Exercise brief
Filter the records below, keeping every line that contains the string "metal", with case counting.

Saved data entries

====================

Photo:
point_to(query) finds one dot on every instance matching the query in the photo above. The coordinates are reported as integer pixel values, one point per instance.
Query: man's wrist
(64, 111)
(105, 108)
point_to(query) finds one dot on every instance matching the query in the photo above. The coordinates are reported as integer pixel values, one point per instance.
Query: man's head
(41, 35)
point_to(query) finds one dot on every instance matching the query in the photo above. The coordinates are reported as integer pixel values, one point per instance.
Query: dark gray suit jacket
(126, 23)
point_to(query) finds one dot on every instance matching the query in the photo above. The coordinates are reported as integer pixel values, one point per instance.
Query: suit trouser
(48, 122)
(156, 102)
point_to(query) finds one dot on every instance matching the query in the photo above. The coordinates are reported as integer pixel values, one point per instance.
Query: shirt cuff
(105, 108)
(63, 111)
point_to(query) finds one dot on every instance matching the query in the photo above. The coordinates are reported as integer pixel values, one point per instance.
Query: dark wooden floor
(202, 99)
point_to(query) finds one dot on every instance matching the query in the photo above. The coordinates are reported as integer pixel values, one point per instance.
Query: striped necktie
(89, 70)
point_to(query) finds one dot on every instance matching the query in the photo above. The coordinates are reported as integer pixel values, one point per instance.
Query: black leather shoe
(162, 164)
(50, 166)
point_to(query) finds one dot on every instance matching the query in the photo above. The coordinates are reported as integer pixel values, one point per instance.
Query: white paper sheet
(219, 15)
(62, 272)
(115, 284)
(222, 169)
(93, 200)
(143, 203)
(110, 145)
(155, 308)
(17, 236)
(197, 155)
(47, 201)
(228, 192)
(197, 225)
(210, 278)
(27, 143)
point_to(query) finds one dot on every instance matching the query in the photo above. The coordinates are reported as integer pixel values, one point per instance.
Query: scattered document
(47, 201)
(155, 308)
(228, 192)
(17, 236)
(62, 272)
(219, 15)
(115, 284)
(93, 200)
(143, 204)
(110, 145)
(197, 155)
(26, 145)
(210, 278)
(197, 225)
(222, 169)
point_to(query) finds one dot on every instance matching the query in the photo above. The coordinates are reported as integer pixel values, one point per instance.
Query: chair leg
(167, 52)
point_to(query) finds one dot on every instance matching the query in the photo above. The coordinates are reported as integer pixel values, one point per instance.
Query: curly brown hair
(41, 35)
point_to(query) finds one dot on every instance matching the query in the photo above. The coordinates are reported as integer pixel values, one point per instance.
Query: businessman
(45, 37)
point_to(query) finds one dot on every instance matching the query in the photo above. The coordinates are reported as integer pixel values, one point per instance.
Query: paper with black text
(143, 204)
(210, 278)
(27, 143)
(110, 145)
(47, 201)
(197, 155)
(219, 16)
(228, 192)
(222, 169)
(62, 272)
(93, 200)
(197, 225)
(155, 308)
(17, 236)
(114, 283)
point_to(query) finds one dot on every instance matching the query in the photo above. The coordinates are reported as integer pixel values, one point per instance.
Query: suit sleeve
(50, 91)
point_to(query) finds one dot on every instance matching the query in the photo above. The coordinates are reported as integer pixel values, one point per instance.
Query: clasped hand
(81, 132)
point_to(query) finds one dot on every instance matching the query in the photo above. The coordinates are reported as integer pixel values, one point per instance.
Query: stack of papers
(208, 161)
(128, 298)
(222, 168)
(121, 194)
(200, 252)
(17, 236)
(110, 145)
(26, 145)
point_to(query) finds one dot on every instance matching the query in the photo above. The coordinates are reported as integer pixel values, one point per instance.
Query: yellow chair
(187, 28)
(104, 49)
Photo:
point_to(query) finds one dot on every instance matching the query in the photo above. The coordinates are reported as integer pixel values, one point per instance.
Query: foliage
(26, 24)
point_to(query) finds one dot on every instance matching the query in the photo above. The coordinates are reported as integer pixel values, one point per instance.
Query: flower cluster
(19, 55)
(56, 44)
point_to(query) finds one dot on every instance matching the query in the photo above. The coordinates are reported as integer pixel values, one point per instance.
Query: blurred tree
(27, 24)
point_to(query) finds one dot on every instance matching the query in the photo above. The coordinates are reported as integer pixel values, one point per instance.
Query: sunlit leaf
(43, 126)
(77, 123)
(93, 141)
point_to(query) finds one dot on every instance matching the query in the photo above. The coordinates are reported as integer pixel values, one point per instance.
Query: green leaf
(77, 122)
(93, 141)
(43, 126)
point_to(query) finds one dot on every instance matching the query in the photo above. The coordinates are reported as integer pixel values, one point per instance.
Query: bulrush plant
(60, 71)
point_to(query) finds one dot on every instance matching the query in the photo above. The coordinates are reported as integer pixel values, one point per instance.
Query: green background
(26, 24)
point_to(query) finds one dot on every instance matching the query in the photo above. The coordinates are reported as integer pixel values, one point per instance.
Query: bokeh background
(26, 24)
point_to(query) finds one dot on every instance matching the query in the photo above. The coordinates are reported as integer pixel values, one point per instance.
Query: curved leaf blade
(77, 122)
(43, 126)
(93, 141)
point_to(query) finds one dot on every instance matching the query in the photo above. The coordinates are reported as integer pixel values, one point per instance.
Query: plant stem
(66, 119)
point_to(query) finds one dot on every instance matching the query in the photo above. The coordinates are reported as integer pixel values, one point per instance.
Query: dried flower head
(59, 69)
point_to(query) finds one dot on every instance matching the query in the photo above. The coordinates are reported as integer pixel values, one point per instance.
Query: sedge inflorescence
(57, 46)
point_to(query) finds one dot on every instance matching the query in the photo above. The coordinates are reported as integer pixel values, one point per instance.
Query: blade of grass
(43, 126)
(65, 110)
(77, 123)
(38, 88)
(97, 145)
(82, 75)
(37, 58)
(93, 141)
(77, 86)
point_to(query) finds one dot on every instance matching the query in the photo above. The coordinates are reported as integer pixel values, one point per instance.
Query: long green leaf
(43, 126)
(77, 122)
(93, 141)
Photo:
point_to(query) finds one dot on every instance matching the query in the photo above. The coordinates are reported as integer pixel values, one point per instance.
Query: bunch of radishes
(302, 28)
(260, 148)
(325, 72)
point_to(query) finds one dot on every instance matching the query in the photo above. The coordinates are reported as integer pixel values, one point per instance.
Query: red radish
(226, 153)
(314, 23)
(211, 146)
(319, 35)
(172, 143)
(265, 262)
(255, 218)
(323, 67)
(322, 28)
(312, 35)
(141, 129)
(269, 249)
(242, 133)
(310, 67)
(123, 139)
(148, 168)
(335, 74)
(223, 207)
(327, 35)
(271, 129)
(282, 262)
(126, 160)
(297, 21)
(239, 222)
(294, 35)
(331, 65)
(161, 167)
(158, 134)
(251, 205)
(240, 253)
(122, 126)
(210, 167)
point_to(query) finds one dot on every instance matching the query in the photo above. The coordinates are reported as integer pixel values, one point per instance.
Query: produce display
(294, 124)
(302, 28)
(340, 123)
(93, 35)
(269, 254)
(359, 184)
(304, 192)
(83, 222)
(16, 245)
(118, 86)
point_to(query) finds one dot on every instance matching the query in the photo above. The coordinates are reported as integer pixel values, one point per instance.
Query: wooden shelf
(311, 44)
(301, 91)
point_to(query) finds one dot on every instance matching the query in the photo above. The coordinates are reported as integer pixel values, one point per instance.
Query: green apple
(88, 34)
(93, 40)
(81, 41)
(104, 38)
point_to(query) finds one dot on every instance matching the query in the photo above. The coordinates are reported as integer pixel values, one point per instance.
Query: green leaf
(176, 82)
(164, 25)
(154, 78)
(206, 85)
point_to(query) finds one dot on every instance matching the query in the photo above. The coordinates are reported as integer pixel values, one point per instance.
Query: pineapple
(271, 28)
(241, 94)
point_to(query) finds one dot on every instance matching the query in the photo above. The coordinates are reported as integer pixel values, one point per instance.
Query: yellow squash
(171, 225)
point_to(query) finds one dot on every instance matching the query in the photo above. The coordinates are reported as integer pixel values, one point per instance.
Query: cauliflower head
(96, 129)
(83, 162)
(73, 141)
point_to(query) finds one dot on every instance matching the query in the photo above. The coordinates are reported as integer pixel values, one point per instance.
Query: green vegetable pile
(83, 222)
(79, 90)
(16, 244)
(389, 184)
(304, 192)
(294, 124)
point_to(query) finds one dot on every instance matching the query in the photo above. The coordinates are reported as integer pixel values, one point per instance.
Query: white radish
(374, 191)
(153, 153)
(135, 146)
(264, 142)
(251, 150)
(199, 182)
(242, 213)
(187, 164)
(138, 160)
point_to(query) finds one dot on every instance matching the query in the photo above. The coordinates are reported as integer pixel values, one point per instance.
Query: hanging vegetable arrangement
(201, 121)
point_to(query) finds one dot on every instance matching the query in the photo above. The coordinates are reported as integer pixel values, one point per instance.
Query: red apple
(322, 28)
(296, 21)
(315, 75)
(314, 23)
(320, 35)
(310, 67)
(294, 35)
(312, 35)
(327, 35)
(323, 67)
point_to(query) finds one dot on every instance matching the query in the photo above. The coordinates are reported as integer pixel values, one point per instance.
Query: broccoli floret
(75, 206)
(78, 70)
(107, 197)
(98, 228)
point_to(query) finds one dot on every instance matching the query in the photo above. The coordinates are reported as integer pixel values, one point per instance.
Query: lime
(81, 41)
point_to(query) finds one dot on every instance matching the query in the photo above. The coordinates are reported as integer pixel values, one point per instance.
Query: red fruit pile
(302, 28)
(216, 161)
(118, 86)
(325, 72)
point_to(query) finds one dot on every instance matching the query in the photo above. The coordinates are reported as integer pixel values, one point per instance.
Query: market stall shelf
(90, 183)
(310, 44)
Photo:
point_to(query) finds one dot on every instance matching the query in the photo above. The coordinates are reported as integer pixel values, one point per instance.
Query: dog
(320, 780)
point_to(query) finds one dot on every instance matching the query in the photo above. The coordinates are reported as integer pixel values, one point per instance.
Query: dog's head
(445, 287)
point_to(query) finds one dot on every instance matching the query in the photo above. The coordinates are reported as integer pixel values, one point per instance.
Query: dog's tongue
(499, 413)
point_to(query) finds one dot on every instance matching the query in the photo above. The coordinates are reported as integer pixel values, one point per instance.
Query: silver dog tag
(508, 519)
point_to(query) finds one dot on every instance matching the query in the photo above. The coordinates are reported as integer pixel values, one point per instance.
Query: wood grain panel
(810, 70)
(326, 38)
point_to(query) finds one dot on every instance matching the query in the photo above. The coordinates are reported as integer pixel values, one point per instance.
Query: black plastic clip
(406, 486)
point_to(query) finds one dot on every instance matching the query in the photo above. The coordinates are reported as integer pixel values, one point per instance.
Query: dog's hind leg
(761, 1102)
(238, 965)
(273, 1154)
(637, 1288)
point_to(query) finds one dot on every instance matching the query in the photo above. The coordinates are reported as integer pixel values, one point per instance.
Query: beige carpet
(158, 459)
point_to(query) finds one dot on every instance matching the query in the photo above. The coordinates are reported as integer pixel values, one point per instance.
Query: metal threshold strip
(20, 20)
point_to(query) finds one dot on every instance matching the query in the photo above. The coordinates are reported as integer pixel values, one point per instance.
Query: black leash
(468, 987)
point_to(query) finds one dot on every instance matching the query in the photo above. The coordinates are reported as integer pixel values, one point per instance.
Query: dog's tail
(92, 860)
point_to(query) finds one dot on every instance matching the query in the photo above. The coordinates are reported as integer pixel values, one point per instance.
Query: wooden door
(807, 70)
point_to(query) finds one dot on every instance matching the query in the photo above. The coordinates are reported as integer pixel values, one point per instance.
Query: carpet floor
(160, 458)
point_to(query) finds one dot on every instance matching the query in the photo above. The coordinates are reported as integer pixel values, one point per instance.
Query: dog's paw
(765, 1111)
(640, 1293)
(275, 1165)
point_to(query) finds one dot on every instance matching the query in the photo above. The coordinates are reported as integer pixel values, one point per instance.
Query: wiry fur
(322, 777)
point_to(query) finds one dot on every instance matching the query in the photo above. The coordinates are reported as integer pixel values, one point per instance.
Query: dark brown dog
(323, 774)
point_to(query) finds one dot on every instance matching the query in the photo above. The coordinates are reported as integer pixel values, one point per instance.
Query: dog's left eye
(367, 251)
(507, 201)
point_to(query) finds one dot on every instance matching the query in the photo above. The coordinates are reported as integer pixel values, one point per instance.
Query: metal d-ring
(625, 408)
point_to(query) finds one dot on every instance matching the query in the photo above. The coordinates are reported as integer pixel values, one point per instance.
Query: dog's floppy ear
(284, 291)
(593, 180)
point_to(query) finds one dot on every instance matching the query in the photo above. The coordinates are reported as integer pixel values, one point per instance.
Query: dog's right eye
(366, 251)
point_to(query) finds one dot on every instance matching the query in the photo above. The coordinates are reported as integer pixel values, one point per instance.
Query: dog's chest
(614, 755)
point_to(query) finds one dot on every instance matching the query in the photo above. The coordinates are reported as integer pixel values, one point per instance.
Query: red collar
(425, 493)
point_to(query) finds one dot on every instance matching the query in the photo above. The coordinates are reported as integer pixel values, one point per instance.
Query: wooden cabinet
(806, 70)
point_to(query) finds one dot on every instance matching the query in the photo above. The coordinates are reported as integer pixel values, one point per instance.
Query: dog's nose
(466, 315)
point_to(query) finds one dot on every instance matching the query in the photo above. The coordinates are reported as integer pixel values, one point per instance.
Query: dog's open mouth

====================

Output
Query: metal threshold strip
Query: metal d-ring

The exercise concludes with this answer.